Stored data:
☆ ☆ ☆

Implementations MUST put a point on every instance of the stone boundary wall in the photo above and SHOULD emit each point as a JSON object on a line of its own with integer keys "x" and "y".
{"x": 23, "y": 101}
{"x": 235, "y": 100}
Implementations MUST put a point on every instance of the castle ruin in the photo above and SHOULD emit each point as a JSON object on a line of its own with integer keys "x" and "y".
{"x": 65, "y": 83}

☆ ☆ ☆

Required action: Each record is to be repeated exactly.

Response:
Implementations MUST put a point on every instance of the stone boundary wall in the photo above and SHOULD emit each point as a JSON object on a line of its own with integer keys "x" and "y".
{"x": 23, "y": 101}
{"x": 235, "y": 100}
Implementations MUST put a point on every instance of the castle ruin in the photo above and SHOULD emit each point as a JSON object on a line of its own with integer keys "x" and "y".
{"x": 65, "y": 83}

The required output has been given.